The task:
Copy out all the lines of the records below, requests included, and shift every x and y coordinate in the answers up by 150. Leave the coordinates in the requests unchanged, and leave the pictures out.

### Extracted material ###

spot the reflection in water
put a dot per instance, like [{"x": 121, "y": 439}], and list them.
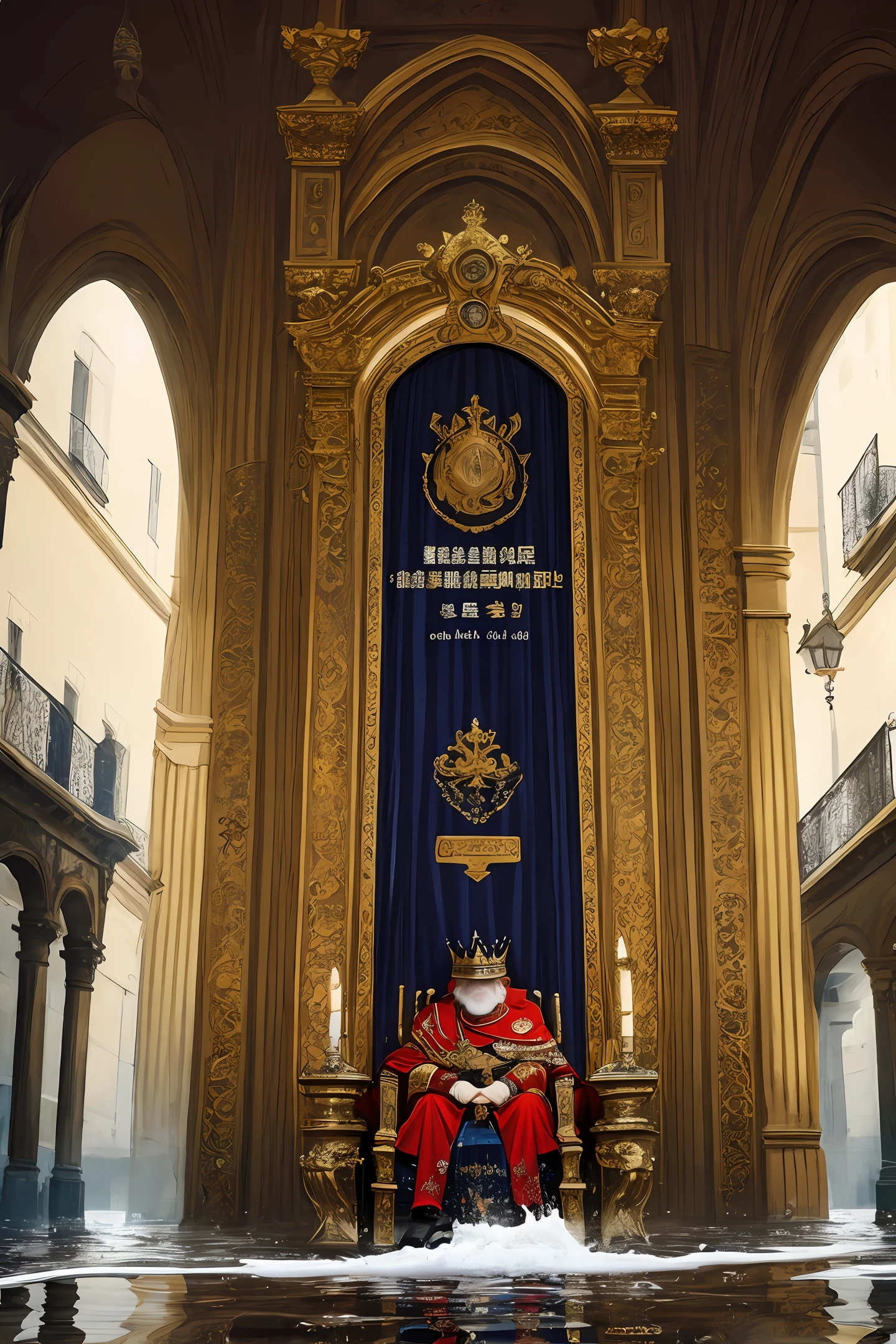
[
  {"x": 757, "y": 1304},
  {"x": 664, "y": 1299}
]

###

Worked answer:
spot the reflection in water
put a dot per instance, like [{"x": 121, "y": 439}], and list them.
[
  {"x": 907, "y": 1454},
  {"x": 814, "y": 1449}
]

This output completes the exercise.